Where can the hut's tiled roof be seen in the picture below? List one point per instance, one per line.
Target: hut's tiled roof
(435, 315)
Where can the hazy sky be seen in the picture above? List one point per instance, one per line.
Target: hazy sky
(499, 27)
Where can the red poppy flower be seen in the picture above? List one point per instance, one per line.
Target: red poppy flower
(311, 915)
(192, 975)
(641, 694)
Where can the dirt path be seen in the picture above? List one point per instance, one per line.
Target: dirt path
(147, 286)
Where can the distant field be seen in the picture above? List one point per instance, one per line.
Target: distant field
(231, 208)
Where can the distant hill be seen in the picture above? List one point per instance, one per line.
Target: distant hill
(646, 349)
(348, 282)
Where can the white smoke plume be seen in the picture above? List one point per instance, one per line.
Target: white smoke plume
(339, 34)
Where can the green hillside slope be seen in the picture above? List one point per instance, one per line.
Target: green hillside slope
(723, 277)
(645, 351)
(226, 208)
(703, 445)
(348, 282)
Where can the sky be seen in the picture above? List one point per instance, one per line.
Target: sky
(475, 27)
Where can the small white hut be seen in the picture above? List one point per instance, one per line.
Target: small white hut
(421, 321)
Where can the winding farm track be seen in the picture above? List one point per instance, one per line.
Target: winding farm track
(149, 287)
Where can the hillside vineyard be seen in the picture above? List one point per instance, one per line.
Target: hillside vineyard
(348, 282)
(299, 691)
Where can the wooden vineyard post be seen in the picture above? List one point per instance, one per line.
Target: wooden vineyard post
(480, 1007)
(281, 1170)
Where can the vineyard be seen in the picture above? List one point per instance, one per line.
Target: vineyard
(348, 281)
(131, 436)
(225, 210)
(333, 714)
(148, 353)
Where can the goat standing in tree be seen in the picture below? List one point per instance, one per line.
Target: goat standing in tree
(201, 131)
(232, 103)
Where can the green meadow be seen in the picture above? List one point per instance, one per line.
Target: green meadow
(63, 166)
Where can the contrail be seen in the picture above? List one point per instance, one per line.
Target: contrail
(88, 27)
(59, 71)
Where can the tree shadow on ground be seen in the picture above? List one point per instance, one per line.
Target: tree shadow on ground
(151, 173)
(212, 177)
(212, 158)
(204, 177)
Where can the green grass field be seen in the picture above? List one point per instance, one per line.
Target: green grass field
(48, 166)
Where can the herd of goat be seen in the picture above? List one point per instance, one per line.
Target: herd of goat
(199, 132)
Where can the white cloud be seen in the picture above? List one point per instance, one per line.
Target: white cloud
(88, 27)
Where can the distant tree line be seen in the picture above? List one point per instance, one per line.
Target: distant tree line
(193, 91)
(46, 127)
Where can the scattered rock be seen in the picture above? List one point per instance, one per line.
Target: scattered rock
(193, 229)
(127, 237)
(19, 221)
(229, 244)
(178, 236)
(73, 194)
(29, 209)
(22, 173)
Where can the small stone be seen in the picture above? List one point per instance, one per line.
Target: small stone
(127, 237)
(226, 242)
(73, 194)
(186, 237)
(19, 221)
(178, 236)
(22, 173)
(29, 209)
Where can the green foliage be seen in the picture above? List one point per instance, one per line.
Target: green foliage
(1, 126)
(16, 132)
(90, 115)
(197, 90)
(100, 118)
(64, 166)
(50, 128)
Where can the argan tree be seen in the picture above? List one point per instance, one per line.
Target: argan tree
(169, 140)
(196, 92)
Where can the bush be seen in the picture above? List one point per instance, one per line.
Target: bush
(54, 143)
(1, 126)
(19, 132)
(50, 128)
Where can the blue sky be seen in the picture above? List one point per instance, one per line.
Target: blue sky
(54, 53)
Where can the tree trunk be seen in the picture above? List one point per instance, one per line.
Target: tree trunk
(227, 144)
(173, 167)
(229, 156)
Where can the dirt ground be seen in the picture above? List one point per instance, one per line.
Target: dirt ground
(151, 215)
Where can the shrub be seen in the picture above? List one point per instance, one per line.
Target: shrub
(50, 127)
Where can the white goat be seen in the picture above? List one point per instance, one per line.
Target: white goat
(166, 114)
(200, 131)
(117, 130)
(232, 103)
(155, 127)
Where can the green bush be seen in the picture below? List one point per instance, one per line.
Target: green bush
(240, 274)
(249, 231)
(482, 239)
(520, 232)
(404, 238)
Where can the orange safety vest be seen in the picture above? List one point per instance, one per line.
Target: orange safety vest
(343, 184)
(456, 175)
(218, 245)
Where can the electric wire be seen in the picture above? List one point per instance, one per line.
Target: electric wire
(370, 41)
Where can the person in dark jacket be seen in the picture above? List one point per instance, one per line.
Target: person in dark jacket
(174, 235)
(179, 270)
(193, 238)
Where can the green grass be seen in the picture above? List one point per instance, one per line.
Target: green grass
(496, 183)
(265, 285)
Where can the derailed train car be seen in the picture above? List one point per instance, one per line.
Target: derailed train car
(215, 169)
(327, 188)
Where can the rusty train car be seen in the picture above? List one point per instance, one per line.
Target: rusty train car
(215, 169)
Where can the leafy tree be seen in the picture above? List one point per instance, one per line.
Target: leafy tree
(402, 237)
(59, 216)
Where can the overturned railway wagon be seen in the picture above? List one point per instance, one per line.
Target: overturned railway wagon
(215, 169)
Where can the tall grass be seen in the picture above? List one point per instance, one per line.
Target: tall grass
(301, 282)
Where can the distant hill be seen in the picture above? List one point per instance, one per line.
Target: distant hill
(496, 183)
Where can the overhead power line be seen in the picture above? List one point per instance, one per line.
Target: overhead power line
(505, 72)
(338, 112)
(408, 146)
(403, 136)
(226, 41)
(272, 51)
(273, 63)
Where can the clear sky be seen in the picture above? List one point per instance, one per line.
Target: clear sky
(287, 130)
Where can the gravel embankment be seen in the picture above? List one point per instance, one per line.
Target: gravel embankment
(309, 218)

#####

Please write out only the lines from the one containing "Target: clear sky" to the end of the records above, exactly, both ends included.

Expected output ▸
Target: clear sky
(287, 130)
Where can the gravel embankment be seen in the picture above? List one point per instance, one per line.
Target: gravel embankment
(309, 218)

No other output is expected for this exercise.